From the records below, transcribe only the lines running from the one with "Target: sofa back cushion" through the one with "Task: mark one dot on every instance of the tree". Keep both of those end lines.

*-*-*

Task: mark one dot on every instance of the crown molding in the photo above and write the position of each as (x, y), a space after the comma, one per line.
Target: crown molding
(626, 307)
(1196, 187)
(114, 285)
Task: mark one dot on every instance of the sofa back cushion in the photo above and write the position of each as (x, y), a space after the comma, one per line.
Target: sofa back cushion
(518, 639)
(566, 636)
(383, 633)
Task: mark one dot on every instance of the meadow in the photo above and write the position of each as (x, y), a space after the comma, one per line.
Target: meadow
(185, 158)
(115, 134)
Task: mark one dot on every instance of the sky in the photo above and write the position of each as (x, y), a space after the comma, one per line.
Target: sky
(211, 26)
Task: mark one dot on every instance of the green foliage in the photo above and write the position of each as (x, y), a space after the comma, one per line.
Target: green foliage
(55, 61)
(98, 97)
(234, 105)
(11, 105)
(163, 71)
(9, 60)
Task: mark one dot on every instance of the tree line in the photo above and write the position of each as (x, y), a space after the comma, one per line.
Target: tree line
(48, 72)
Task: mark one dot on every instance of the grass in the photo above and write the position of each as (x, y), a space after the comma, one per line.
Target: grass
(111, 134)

*-*-*

__Written answer__:
Target: sofa back cushion
(518, 639)
(566, 636)
(383, 633)
Task: mark one dot on every instance of the meadow in the photo above and write the position of each as (x, y), a space after the comma, one per line.
Target: meadow
(185, 158)
(115, 134)
Task: mark one dot on every instance of the sky in the photo above and write the position of each as (x, y), a space after the comma, one per line.
Target: sky
(211, 26)
Task: mark one dot on every instance of the green foliage in the photo above and write the position of each as (x, y), a space after the comma, one per line.
Target: green foliage
(55, 61)
(98, 97)
(234, 105)
(11, 105)
(163, 71)
(9, 60)
Task: mark one dot on every instance of the tree line in the photo above and write the position of each as (x, y), a space after the comma, one per line.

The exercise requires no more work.